• Written task 1:
Pull out every line of the records that contains the string "sock", and copy each one as it appears.

Learning Sparse Neural Networks for Better Generalization

Learning Sparse Neural Networks for Better Generalization

Shiwei Liu

Proceedings of the Twenty-Ninth International Joint Conference on Artificial Intelligence
Doctoral Consortium. Pages 5190-5191. https://doi.org/10.24963/ijcai.2020/735

Deep neural networks perform well on test data when they are highly overparameterized, which, however, also leads to large cost to train and deploy them. As a leading approach to address this problem, sparse neural networks have been widely used to significantly reduce the size of networks, making them more efficient during training and deployment, without compromising performance. Recently, sparse neural networks, either compressed from a pre-trained model or obtained by training from scratch, have been observed to be able to generalize as well as or even better than their dense counterparts. However, conventional techniques to find well fitted sparse sub-networks are expensive and the mechanisms underlying this phenomenon are far from clear. To tackle these problems, this Ph.D. research aims to study the generalization of sparse neural networks, and to propose more efficient approaches that can yield sparse neural networks with generalization bounds.
Keywords:
Machine Learning: Feature Selection; Learning Sparse Models
Machine Learning: Cost-Sensitive Learning
Machine Learning: Deep Learning

• Data rows:
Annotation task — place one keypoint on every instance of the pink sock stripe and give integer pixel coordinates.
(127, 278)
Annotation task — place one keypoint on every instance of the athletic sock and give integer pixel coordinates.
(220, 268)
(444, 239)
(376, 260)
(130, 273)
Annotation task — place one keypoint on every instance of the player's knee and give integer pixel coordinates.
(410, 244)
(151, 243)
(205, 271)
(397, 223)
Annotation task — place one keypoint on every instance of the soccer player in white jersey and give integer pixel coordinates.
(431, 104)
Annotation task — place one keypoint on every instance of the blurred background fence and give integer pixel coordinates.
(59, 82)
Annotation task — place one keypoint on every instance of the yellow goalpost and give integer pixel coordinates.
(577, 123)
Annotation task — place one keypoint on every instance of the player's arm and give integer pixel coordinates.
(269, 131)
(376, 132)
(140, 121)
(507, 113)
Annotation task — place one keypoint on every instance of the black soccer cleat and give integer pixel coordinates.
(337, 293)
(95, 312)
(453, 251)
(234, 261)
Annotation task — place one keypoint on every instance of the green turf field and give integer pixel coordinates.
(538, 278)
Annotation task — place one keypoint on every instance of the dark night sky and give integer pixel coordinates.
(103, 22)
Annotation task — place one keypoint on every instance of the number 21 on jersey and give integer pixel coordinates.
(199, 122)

--

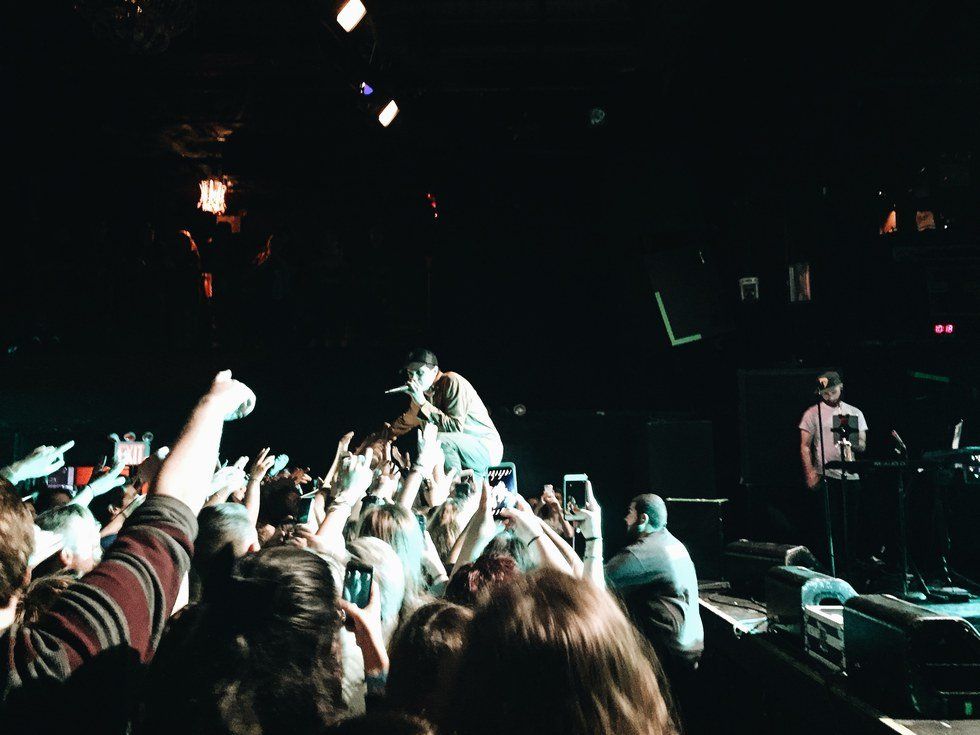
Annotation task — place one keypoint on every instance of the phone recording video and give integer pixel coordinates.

• Written task 2:
In the abstract on sparse neural networks, what does the Ph.D. research aim to study?

• Task response 1:
Annotation task — place one keypoint on every instance of the pink sock stripe and give integer pixel coordinates.
Annotation task — place one keypoint on every instance of the athletic sock and give integer pixel coordinates.

• Task response 2:
The generalization of sparse neural networks.